| What is needed |
Only lines holding the word "Target" are wanted from the records; copy all of them.

| Dataset |
* * *
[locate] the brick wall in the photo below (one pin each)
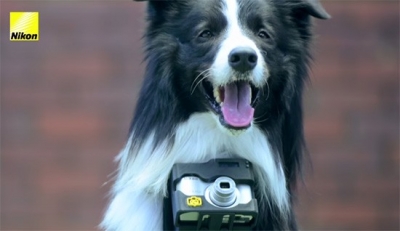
(67, 100)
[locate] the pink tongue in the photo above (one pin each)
(236, 108)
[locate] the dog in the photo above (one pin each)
(222, 76)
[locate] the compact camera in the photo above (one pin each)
(216, 195)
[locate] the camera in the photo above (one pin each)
(216, 195)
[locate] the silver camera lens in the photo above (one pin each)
(223, 192)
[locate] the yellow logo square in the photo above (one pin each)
(24, 26)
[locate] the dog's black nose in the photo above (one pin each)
(242, 59)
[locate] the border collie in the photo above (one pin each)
(222, 76)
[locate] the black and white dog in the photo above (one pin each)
(222, 76)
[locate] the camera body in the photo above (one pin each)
(216, 195)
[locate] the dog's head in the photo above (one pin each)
(228, 56)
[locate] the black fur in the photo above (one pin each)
(175, 57)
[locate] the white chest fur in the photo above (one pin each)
(141, 182)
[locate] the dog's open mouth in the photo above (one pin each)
(233, 102)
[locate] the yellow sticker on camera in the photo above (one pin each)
(194, 201)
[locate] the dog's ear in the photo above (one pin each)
(314, 8)
(158, 7)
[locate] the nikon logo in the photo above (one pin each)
(24, 26)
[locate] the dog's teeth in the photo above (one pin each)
(216, 95)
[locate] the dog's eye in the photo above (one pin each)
(263, 34)
(206, 34)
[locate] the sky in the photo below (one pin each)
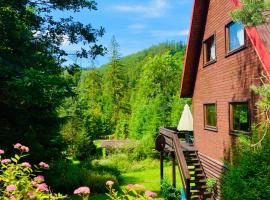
(136, 24)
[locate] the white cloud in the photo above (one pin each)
(155, 8)
(137, 27)
(159, 33)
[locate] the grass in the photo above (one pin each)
(150, 178)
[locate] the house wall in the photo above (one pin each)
(227, 80)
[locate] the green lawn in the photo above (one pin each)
(149, 178)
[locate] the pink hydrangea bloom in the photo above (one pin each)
(82, 191)
(12, 197)
(31, 195)
(26, 164)
(130, 186)
(11, 188)
(138, 187)
(4, 161)
(44, 165)
(39, 179)
(43, 187)
(109, 183)
(150, 194)
(24, 149)
(17, 146)
(34, 183)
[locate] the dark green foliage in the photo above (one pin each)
(251, 12)
(32, 84)
(249, 175)
(169, 192)
(132, 97)
(249, 178)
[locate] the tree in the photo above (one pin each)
(114, 87)
(31, 82)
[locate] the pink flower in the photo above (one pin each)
(39, 179)
(26, 164)
(44, 165)
(31, 195)
(11, 188)
(24, 149)
(12, 197)
(150, 194)
(17, 146)
(130, 186)
(34, 183)
(4, 161)
(109, 183)
(138, 187)
(82, 191)
(43, 187)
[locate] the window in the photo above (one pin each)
(235, 36)
(239, 117)
(210, 50)
(210, 116)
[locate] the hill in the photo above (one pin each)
(130, 97)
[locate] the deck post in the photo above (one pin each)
(173, 171)
(161, 166)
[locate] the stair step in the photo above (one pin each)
(198, 182)
(190, 154)
(193, 162)
(200, 188)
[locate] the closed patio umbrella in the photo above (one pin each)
(186, 120)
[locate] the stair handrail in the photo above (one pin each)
(182, 164)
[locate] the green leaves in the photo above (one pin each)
(251, 13)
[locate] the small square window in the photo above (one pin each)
(239, 117)
(210, 50)
(235, 36)
(210, 116)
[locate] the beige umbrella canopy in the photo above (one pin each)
(186, 120)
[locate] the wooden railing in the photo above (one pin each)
(172, 143)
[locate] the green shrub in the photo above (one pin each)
(251, 13)
(169, 192)
(249, 175)
(18, 179)
(249, 178)
(124, 164)
(65, 176)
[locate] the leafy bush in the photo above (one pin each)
(249, 175)
(70, 176)
(169, 192)
(18, 180)
(251, 13)
(124, 164)
(249, 178)
(131, 192)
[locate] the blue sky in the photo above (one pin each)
(136, 24)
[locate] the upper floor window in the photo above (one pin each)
(210, 116)
(239, 117)
(210, 50)
(235, 36)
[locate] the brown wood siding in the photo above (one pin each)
(227, 80)
(264, 32)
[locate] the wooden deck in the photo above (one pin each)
(187, 147)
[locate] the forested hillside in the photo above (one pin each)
(130, 97)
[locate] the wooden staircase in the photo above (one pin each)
(190, 167)
(198, 188)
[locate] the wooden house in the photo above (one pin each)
(223, 59)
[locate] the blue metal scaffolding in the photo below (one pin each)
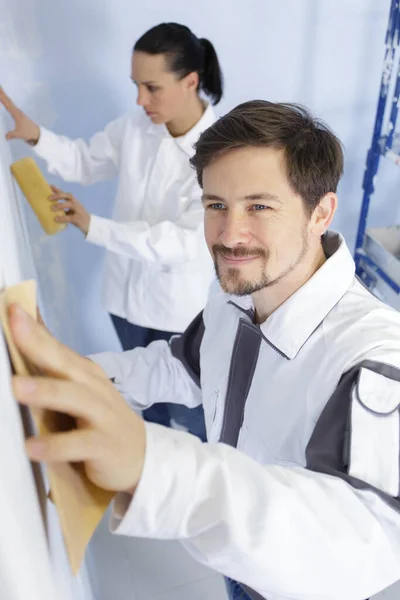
(377, 250)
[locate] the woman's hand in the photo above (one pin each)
(75, 213)
(24, 128)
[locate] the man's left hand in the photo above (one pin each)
(110, 437)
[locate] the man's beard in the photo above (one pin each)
(232, 282)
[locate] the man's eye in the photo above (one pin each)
(259, 207)
(216, 206)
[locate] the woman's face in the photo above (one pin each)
(163, 96)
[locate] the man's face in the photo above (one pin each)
(256, 226)
(160, 93)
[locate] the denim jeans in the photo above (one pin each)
(192, 419)
(235, 591)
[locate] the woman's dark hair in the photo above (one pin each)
(185, 53)
(313, 154)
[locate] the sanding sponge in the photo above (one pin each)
(37, 191)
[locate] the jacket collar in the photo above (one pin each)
(292, 324)
(187, 141)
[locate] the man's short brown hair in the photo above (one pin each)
(314, 155)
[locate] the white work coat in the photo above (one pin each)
(296, 494)
(158, 270)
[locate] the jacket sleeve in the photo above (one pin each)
(166, 242)
(77, 160)
(161, 372)
(328, 531)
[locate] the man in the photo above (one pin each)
(297, 367)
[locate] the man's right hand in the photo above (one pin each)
(24, 128)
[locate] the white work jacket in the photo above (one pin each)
(158, 270)
(296, 493)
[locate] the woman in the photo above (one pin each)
(157, 271)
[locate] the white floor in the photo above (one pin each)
(127, 569)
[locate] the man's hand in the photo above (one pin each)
(76, 213)
(24, 128)
(110, 437)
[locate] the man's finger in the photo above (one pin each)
(63, 205)
(42, 350)
(72, 446)
(61, 396)
(60, 195)
(8, 104)
(12, 135)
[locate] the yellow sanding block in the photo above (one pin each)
(80, 504)
(37, 191)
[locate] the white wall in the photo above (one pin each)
(67, 63)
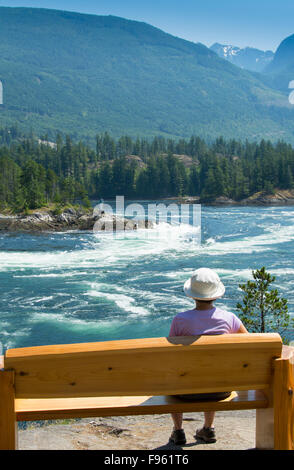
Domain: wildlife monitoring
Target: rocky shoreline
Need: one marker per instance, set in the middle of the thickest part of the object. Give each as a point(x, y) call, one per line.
point(279, 198)
point(235, 430)
point(69, 219)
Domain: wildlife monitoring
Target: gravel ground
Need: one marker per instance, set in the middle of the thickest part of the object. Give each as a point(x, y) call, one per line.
point(235, 431)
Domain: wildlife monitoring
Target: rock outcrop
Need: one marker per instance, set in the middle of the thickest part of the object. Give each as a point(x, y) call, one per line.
point(69, 219)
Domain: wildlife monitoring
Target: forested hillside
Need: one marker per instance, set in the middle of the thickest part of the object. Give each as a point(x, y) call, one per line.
point(83, 74)
point(34, 174)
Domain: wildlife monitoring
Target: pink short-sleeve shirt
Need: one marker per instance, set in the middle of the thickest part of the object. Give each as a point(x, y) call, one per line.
point(204, 322)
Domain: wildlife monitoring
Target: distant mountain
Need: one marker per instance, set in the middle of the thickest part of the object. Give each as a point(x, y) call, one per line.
point(84, 74)
point(281, 68)
point(246, 58)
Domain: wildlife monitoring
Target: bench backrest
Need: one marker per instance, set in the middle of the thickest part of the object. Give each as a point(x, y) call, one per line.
point(152, 366)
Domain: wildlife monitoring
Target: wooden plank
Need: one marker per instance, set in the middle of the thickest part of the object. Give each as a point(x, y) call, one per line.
point(156, 366)
point(256, 339)
point(54, 408)
point(8, 425)
point(284, 403)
* * *
| Expected answer |
Target: rocky shoreline
Target: gravel ground
Target: rock outcrop
Target: forested hillside
Target: pink short-sleeve shirt
Target: distant mountain
Target: bench backrest
Target: wooden plank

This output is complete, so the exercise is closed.